Aim of the task → Scale the items from the line that contains "Annotation task: mark the horizontal wooden" through the end of the items. Write out only those lines again, requests included, with every coordinate in the answers multiplied by 1.25 and rounded to a whole number, halves rounded up.

##### The input #####

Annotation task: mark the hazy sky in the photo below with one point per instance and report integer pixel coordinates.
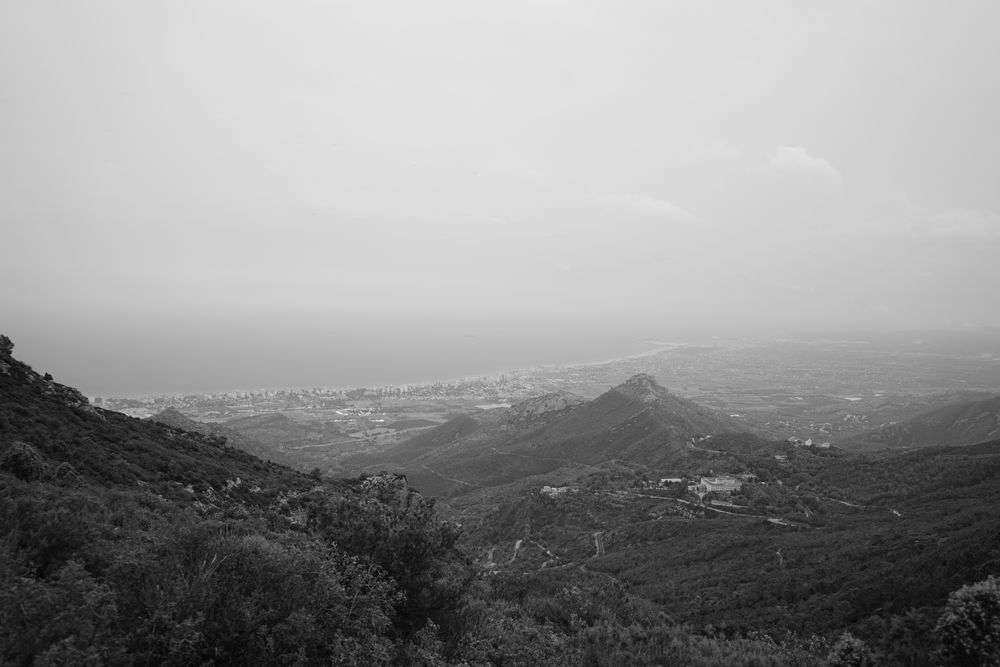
(211, 195)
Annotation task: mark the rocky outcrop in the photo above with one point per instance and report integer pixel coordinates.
(541, 405)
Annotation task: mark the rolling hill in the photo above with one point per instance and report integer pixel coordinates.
(638, 421)
(962, 423)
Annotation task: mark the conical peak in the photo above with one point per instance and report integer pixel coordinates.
(642, 387)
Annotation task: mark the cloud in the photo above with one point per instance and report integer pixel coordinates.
(717, 151)
(796, 160)
(642, 204)
(962, 224)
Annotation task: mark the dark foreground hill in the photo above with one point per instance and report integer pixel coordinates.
(962, 423)
(130, 542)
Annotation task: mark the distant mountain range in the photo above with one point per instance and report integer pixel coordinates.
(233, 438)
(963, 423)
(160, 542)
(638, 421)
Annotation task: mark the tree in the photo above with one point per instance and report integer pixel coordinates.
(849, 651)
(969, 627)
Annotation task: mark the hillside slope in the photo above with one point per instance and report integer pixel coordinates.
(963, 423)
(637, 421)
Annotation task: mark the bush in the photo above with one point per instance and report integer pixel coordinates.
(969, 627)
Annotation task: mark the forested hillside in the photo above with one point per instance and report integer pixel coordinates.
(131, 542)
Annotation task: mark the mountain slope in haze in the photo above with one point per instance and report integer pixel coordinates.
(638, 421)
(176, 419)
(964, 423)
(128, 541)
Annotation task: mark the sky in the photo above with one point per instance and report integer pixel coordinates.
(221, 194)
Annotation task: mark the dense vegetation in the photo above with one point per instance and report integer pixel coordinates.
(131, 542)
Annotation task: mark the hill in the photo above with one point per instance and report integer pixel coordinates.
(962, 423)
(557, 434)
(133, 542)
(176, 419)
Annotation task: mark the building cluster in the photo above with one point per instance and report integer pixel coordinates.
(798, 442)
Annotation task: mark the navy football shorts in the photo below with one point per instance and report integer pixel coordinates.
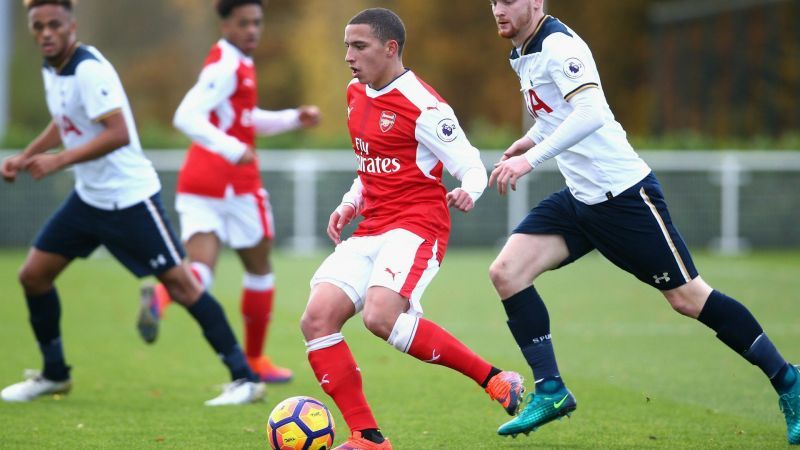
(633, 230)
(140, 236)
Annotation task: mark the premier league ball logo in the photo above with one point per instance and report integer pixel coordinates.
(573, 68)
(447, 130)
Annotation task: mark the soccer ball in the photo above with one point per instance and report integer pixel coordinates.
(300, 423)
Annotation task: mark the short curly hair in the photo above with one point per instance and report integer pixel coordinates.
(225, 7)
(385, 25)
(66, 4)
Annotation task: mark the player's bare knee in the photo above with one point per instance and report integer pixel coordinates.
(378, 323)
(315, 323)
(499, 273)
(33, 281)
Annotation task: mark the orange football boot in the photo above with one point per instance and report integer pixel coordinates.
(356, 442)
(506, 387)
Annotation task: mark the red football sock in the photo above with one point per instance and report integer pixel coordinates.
(256, 309)
(340, 377)
(432, 344)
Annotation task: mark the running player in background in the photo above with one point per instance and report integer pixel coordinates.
(403, 134)
(613, 203)
(220, 196)
(116, 203)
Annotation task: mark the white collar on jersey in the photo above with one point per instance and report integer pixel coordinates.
(224, 43)
(372, 93)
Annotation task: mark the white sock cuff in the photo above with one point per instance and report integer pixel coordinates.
(206, 275)
(253, 282)
(403, 332)
(324, 342)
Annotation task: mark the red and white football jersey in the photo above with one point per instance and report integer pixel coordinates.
(217, 115)
(403, 135)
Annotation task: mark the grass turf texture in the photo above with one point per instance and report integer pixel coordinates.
(644, 376)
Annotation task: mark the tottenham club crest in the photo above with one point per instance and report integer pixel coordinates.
(447, 130)
(386, 121)
(573, 68)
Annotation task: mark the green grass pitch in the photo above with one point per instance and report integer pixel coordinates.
(644, 376)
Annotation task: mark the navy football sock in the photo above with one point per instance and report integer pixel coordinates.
(529, 323)
(209, 314)
(739, 330)
(44, 315)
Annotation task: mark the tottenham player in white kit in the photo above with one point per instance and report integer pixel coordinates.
(115, 203)
(612, 203)
(220, 195)
(403, 134)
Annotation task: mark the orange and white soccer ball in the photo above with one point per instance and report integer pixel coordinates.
(300, 423)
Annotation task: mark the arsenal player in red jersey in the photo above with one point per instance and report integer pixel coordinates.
(220, 196)
(403, 134)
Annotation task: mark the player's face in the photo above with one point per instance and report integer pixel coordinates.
(53, 28)
(369, 59)
(243, 27)
(515, 18)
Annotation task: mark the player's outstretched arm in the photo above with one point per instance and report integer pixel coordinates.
(268, 122)
(49, 138)
(114, 135)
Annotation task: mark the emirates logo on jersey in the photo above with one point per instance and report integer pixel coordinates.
(386, 121)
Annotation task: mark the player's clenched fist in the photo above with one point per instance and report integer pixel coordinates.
(459, 199)
(340, 217)
(509, 171)
(10, 167)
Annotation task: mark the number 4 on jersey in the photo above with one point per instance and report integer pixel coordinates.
(534, 104)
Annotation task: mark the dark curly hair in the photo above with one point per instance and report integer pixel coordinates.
(385, 25)
(225, 7)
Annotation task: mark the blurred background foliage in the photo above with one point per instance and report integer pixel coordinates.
(699, 74)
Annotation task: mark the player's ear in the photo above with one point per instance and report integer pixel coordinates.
(391, 47)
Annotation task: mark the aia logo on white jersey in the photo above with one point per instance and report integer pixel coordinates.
(386, 122)
(573, 68)
(247, 118)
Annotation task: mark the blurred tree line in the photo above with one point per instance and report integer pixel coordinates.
(158, 47)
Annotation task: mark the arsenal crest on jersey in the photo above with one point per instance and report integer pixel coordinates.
(386, 121)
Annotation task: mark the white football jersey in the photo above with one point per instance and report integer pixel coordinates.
(79, 94)
(554, 64)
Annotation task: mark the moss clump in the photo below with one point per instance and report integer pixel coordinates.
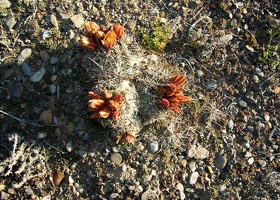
(156, 39)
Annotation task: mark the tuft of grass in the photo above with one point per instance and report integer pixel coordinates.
(269, 53)
(156, 39)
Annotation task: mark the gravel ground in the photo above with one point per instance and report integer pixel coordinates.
(224, 144)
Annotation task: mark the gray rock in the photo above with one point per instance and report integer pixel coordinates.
(11, 22)
(5, 4)
(191, 152)
(225, 39)
(193, 178)
(37, 76)
(276, 131)
(201, 153)
(242, 104)
(54, 20)
(82, 153)
(78, 20)
(8, 73)
(153, 147)
(220, 162)
(26, 69)
(17, 91)
(116, 158)
(24, 55)
(54, 60)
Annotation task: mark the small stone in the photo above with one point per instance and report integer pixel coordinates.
(220, 162)
(191, 152)
(230, 124)
(54, 20)
(8, 73)
(37, 76)
(28, 191)
(90, 174)
(266, 117)
(259, 72)
(26, 69)
(116, 158)
(24, 55)
(78, 20)
(225, 39)
(193, 178)
(262, 163)
(251, 161)
(11, 22)
(82, 153)
(54, 60)
(69, 146)
(242, 104)
(5, 4)
(46, 117)
(222, 188)
(201, 153)
(153, 147)
(17, 91)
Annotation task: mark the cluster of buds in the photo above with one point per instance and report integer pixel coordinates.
(172, 95)
(105, 106)
(100, 36)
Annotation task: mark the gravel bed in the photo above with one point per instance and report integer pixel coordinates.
(224, 144)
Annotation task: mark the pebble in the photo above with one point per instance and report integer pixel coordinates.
(90, 174)
(17, 91)
(54, 60)
(116, 158)
(46, 117)
(230, 124)
(191, 152)
(262, 163)
(54, 20)
(211, 85)
(222, 188)
(37, 76)
(8, 73)
(153, 147)
(242, 104)
(11, 22)
(78, 20)
(24, 55)
(82, 153)
(226, 38)
(69, 146)
(193, 178)
(28, 191)
(192, 165)
(201, 153)
(259, 72)
(251, 161)
(5, 4)
(26, 69)
(220, 162)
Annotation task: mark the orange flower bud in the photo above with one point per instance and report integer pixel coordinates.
(96, 104)
(93, 95)
(104, 112)
(91, 28)
(110, 39)
(119, 30)
(107, 94)
(88, 43)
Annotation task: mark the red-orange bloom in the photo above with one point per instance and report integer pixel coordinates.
(88, 43)
(110, 39)
(119, 30)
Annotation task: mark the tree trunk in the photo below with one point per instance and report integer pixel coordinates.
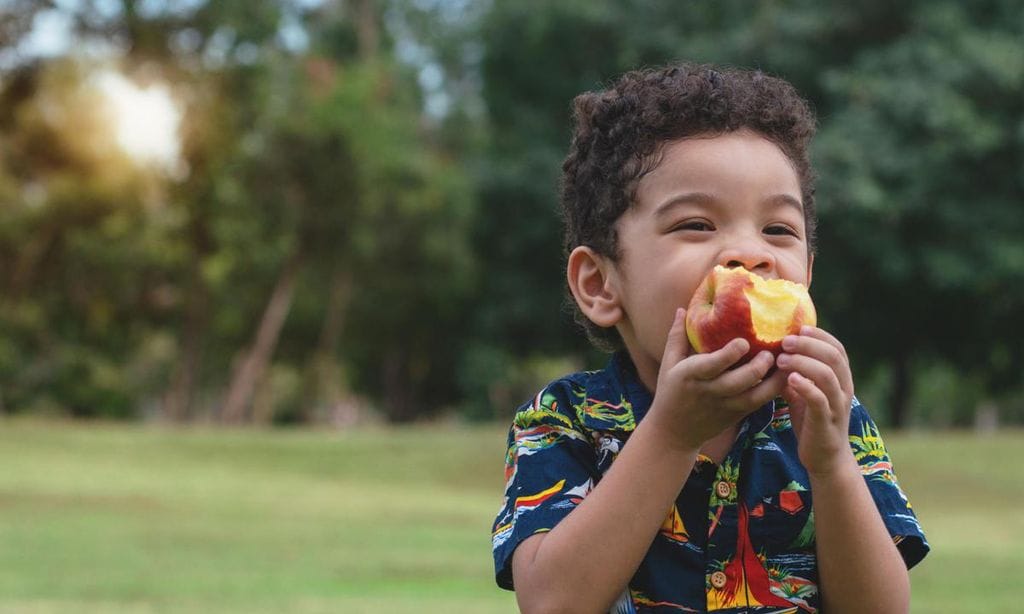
(325, 386)
(367, 29)
(256, 359)
(900, 391)
(178, 399)
(398, 396)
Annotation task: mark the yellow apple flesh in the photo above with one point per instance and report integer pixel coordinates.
(734, 302)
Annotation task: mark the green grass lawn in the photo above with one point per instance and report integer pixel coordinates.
(135, 519)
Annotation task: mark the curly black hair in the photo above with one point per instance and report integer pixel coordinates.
(620, 133)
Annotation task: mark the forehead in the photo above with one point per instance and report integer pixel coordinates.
(740, 164)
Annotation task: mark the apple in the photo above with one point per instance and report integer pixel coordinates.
(734, 302)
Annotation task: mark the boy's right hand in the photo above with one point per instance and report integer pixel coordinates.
(698, 395)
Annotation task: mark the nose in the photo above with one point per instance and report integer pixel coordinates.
(752, 256)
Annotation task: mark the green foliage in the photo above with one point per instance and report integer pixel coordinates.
(402, 158)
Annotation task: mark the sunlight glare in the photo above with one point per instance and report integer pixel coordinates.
(145, 120)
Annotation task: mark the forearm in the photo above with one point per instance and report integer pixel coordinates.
(586, 562)
(860, 568)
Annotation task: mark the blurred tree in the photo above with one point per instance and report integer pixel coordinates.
(920, 106)
(922, 161)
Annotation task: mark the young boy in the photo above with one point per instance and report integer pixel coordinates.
(674, 481)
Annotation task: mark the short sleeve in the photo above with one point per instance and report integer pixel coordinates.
(889, 497)
(550, 466)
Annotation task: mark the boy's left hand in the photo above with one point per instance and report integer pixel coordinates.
(819, 390)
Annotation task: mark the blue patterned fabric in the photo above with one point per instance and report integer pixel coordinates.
(740, 535)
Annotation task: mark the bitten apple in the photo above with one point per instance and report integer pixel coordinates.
(734, 302)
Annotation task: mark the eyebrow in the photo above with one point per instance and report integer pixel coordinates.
(706, 199)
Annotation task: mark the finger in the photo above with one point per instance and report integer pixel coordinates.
(677, 346)
(743, 378)
(761, 393)
(823, 351)
(825, 336)
(823, 376)
(711, 365)
(814, 403)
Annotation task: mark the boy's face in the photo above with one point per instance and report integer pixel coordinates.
(732, 200)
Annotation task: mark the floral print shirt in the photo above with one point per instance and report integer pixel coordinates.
(740, 535)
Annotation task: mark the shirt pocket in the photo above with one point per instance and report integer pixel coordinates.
(783, 522)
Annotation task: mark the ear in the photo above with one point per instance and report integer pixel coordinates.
(592, 280)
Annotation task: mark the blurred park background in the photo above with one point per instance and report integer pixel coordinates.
(336, 220)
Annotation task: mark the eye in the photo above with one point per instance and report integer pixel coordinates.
(780, 229)
(697, 225)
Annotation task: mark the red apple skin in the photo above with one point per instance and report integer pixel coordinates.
(720, 312)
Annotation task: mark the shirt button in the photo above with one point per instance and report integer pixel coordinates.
(718, 579)
(723, 489)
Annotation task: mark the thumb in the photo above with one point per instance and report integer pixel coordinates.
(677, 346)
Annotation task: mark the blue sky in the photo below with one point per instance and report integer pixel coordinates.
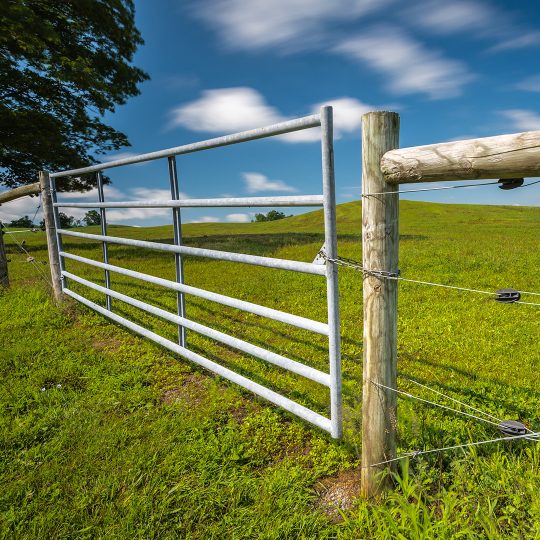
(452, 69)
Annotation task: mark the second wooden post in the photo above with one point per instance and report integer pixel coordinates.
(52, 239)
(380, 241)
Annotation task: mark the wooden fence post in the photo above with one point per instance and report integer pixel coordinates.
(50, 229)
(380, 241)
(4, 276)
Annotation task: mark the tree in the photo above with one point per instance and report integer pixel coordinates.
(24, 222)
(63, 64)
(92, 217)
(66, 221)
(270, 216)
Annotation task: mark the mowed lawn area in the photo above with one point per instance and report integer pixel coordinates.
(107, 435)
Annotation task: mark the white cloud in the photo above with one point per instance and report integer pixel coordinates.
(283, 24)
(408, 65)
(443, 17)
(110, 193)
(257, 182)
(522, 119)
(227, 110)
(347, 113)
(473, 18)
(517, 41)
(27, 205)
(238, 218)
(119, 155)
(206, 219)
(142, 194)
(150, 194)
(530, 84)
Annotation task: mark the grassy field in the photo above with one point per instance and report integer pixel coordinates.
(105, 435)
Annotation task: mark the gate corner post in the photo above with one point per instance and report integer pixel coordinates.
(51, 233)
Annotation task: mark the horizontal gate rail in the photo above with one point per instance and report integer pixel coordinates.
(269, 131)
(249, 348)
(256, 309)
(274, 397)
(231, 202)
(269, 262)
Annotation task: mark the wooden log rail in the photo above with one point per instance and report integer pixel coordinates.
(11, 195)
(504, 156)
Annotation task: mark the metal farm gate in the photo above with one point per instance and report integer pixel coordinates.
(332, 379)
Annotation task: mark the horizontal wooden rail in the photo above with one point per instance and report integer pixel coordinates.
(503, 156)
(12, 194)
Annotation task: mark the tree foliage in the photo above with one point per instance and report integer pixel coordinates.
(23, 222)
(63, 64)
(272, 215)
(92, 217)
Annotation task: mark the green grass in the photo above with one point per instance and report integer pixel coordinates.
(105, 435)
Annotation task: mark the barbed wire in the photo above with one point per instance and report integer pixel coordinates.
(30, 258)
(535, 436)
(384, 274)
(497, 182)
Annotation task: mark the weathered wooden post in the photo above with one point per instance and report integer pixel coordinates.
(50, 229)
(380, 241)
(4, 276)
(7, 196)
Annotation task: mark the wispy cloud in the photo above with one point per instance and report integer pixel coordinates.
(517, 41)
(226, 110)
(407, 64)
(523, 119)
(286, 25)
(27, 205)
(443, 17)
(206, 219)
(530, 84)
(238, 218)
(119, 155)
(257, 183)
(476, 19)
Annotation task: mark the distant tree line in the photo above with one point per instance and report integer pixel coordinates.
(273, 215)
(91, 217)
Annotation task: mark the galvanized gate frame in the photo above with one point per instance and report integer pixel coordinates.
(332, 380)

#####

Reply to the exercise →
Annotation task: mark the horizontal wooden rail in the photo above with one point per instance and report integer pixel coordinates.
(629, 195)
(15, 243)
Annotation task: mark the tree foliage in the photo above with one point per instance and report integer pixel coordinates.
(29, 278)
(79, 80)
(340, 269)
(115, 271)
Annotation task: mark the green grass in the photo above with one point per instance and report integer pixel coordinates.
(131, 544)
Annotation task: mark the barbed wire in the photo above with one point per instance and report integer pixel coordinates.
(38, 323)
(669, 545)
(480, 343)
(621, 228)
Annotation task: mark the weathered wooden post in the photo above with one point per instance and report integer pixel coordinates.
(63, 286)
(475, 301)
(5, 345)
(9, 245)
Annotation task: mark the wispy cloud in the photo above with one point per instance and report integer pixel coordinates.
(646, 51)
(283, 138)
(509, 80)
(654, 149)
(358, 31)
(34, 256)
(554, 21)
(258, 274)
(663, 105)
(298, 273)
(149, 194)
(321, 229)
(595, 24)
Annotation task: mark the distant tree line in the photo above with one point per instance and report integer pixel coordinates.
(341, 269)
(114, 271)
Annotation task: mark the galvanized gate frame in the photo above with one point per instance and report integer pixel coordinates.
(415, 475)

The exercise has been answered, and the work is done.